Practice Exercise: DATA PRESENTATION
\(~\)
Before we have our scripts for each problem, let us first load the necessary packages in RStudio.
# Load necessary packages
library(pander)
\(~\)
Problem 1
The following table shows the data for 50 vehicle purchases during the last 5 years made at a certain car dealership.
| Suzuki | Suzuki | Toyota | Suzuki | Toyota | Ford | Honda | Ford | Suzuki | Suzuki |
| Toyota | Suzuki | Ford | Ford | Toyota | Toyota | Ford | Suzuki | Suzuki | Ford |
| Mitsubishi | Honda | Mitsubishi | Ford | Mitsubishi | Ford | Ford | Honda | Suzuki | Ford |
| Honda | Toyota | Toyota | Suzuki | Suzuki | Mitsubishi | Ford | Ford | Honda | Mitsubishi |
| Honda | Ford | Toyota | Toyota | Honda | Suzuki | Suzuki | Toyota | Ford | Mitsubishi |
Table 5.15. Data for 50 vehicle purchases.
\(~\)
\(~\)
The R Script:
# Import the "vehicles.csv" file and store it to 'vehicles'.
vehicles <- read.csv("vehicles.csv")
# Determine the frequencies for each vehicle brand.
cars.freq <- table(vehicles$brand)
# Determine the relative frequencies for each vehicle brand.
cars.relfreq <- cars.freq/sum(cars.freq)
# Determine the percent frequencies for each vehicle brand.
cars.pctfreq <- cars.relfreq*100
# Combine columns
cars.freqdist <- cbind(cars.freq, cars.relfreq, cars.pctfreq)
# Label the columns of the frequency distribution table
colnames(cars.freqdist) <- c("Frequency", "Relative Frequency", "Percent Frequency")
# Generate the Frequency Distribution Table
pander(cars.freqdist)
| Frequency | Relative Frequency | Percent Frequency | |
|---|---|---|---|
| Ford | 14 | 0.28 | 28 |
| Honda | 7 | 0.14 | 14 |
| Mitsubishi | 6 | 0.12 | 12 |
| Suzuki | 13 | 0.26 | 26 |
| Toyota | 10 | 0.2 | 20 |
The frequency distribution table shows that Ford was the most purchased vehicle brand with 13 customers availing of it. This is followed by Suzuki with 13 purchases. Mitsubishi turns out to be the brand which was least purchased.

========================================================================

### REQUIRED ACTIONS
1. In the data presentation exercise, which package is loaded before the scripts for each problem?
2. Continue the data presentation exercise from its last sentence.

========================================================================

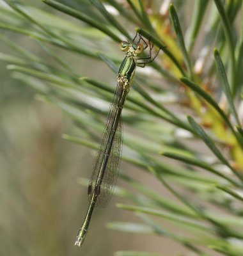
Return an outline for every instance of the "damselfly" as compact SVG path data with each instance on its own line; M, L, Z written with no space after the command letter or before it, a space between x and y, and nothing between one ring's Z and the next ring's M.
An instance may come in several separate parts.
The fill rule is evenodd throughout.
M105 207L107 205L116 184L122 155L122 111L132 84L136 67L145 67L147 63L153 61L159 51L152 58L153 45L150 40L147 44L138 33L132 42L122 41L119 46L122 51L127 53L117 75L116 92L94 163L88 189L90 206L75 243L78 246L84 242L95 206ZM139 57L138 55L148 47L148 55Z

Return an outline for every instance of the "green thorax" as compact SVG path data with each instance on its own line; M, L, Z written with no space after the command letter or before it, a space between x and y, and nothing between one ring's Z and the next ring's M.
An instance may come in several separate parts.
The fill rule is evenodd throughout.
M130 83L135 73L136 61L130 54L126 55L120 67L118 76L125 77Z

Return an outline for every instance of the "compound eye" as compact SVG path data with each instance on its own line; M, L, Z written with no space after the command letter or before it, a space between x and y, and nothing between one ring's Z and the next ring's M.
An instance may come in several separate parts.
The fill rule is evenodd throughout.
M143 52L144 48L143 48L143 45L142 45L142 44L137 44L137 49L136 50L136 52L137 53L137 54L140 54L140 53L142 53Z
M122 41L120 43L119 48L123 52L126 52L127 51L128 51L128 49L129 48L129 44L126 41Z

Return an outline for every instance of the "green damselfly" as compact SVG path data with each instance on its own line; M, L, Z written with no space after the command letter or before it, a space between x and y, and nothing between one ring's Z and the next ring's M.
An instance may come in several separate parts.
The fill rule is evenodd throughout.
M151 39L151 38L150 38ZM137 33L130 42L122 41L120 49L127 52L117 75L117 86L111 104L106 128L97 152L88 189L90 206L81 227L75 244L84 242L95 206L105 207L109 204L118 175L122 155L122 111L129 93L136 66L145 67L155 58L152 58L153 45L148 44ZM146 57L138 57L149 47Z

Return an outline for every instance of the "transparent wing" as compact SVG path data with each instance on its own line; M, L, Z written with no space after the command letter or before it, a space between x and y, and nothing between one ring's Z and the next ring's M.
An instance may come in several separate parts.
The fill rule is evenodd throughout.
M93 166L88 188L90 202L97 189L96 205L106 207L111 198L119 173L122 145L122 109L124 99L123 86L118 84L111 104L107 121ZM104 167L104 163L106 163ZM101 175L101 173L103 173ZM97 179L101 182L97 186Z

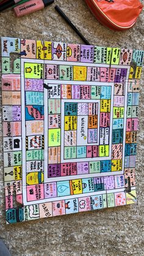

========================================================================

### ANSWERS FOR THE TASKS
1. pander

2.
\(~\)
The Bar Chart
The R Script
# Load necessary packages
library(tidyverse)
library(forcats)
# Construct the bar chart.
bar <- ggplot(vehicles, aes(x = brand)) + geom_bar(width = 0.5) + ggtitle("Vehicle Purchases during the Last 5 Years")
# Arrange the bars in decreasing frequencies.
bar <- ggplot(mutate(vehicles, brand = fct_infreq(brand))) + geom_bar(aes(x = brand), width = 0.5) + ggtitle("Vehicle Purchases during the Last 5 Years")
# Present the bar graph.
bar
The bar graph shows that the vehicle brand Ford was the most purchased brand, while Mitsubishi was the least purchased brand.
\(~\)
The Pie Chart
The R Script
# Determine the freqquencies for each car brand
car.freq <- table(vehicles$brand)
# Present the frequency table
car.freq
Ford Honda Mitsubishi Suzuki Toyota
14 7 6 13 10
# Create a vector of the frequencies and name it as freqs.
freqs <- c(14, 7, 6, 13, 10)
# Create a vector of the vehicle brands. Name this to 'brands'
brands <- c("Ford", "Honda", "Mitsubishi", "Suzuki", "Toyota")
# Calculate corresponding percentages of the frequencies. Round-off values to 2 decimal places.
pcnts <- round(freqs/sum(freqs)*100, 2)
# Add computed percentages to the brands
brands <- paste(brands, pcnts)
# Add the "%" sign to the labels
brands <- paste(brands, "%", sep = " ")
# Construct the pie chart.
piechart <- pie(freqs, labels = brands, col = rainbow(length(brands)), main = "Pie Chart of data on Vehicle Purchases")
# Present the pie chart.
piechart
NULL
(Note: In this output, the command to present the piechart was somehow shown after the piechart.)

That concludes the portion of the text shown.